### Supplied material
********

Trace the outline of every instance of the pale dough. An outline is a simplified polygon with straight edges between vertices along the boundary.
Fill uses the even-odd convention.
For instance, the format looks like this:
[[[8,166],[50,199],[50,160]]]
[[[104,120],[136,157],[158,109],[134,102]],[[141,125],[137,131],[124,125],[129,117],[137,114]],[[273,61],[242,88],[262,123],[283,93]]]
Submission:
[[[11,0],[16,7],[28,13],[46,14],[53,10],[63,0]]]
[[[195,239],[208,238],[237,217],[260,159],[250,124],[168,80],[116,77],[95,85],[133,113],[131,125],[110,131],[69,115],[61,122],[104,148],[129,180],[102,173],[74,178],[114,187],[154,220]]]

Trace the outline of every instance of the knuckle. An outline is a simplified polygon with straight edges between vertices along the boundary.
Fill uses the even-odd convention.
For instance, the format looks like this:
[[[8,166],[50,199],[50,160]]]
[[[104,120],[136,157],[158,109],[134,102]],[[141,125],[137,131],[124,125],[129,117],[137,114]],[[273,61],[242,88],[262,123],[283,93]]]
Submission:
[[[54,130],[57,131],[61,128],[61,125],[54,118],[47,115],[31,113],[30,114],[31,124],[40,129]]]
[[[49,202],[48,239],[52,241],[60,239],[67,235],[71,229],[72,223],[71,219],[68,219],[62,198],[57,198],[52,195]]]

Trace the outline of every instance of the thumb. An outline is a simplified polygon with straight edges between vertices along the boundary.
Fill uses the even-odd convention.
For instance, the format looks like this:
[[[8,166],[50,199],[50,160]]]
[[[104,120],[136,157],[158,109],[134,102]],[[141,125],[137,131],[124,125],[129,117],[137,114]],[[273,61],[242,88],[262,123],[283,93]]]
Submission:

********

### What the task asks
Format the listing above as a Markdown table with the columns Row and Text. Number each row and leave out the blank lines.

### Response to this exercise
| Row | Text |
|---|---|
| 1 | Trace the outline of every instance of the pale dough. An outline is a simplified polygon with straight edges between vertices along the boundary. |
| 2 | Fill uses the even-odd convention. |
| 3 | For instance, the format looks like this: |
| 4 | [[[8,166],[50,199],[50,160]]] |
| 5 | [[[104,120],[136,157],[158,109],[134,102]],[[141,125],[137,131],[124,125],[129,117],[137,114]],[[273,61],[242,88],[262,123],[283,93]]] |
| 6 | Submission: |
| 7 | [[[11,0],[16,7],[28,13],[46,14],[53,10],[63,0]]] |
| 8 | [[[195,239],[208,238],[237,217],[260,159],[250,124],[168,80],[116,77],[95,85],[133,113],[131,125],[110,131],[69,115],[61,122],[104,148],[129,180],[102,173],[74,178],[114,187],[154,220]]] |
| 9 | Trace the outline of every instance of the knuckle. An outline is a simplified polygon with straight edges between vertices along the boundary. |
| 10 | Fill uses the even-odd convention. |
| 11 | For instance, the format looks like this: |
| 12 | [[[8,166],[50,199],[50,160]]] |
| 13 | [[[104,120],[136,157],[158,109],[134,102]],[[141,125],[137,131],[124,125],[129,117],[137,114]],[[273,61],[242,88],[262,123],[283,93]]] |
| 14 | Submission: |
| 15 | [[[54,130],[57,131],[61,128],[61,125],[54,118],[47,115],[31,113],[30,114],[31,124],[40,129]]] |
| 16 | [[[49,202],[48,239],[52,241],[60,239],[67,235],[71,229],[72,223],[71,219],[68,219],[62,198],[57,198],[52,195]]] |
| 17 | Trace the outline of every instance of the thumb. An outline is a simplified polygon with straight edges between vertices along the boundary. |
| 18 | Fill uses the even-odd convention. |
| 19 | For instance, the format looks like this: |
| 20 | [[[8,166],[50,199],[50,160]]] |
| 21 | [[[104,120],[136,157],[158,109],[134,102]],[[141,125],[137,131],[124,125],[129,117],[137,114]],[[273,61],[242,88],[262,123],[283,93]]] |
| 22 | Submission: |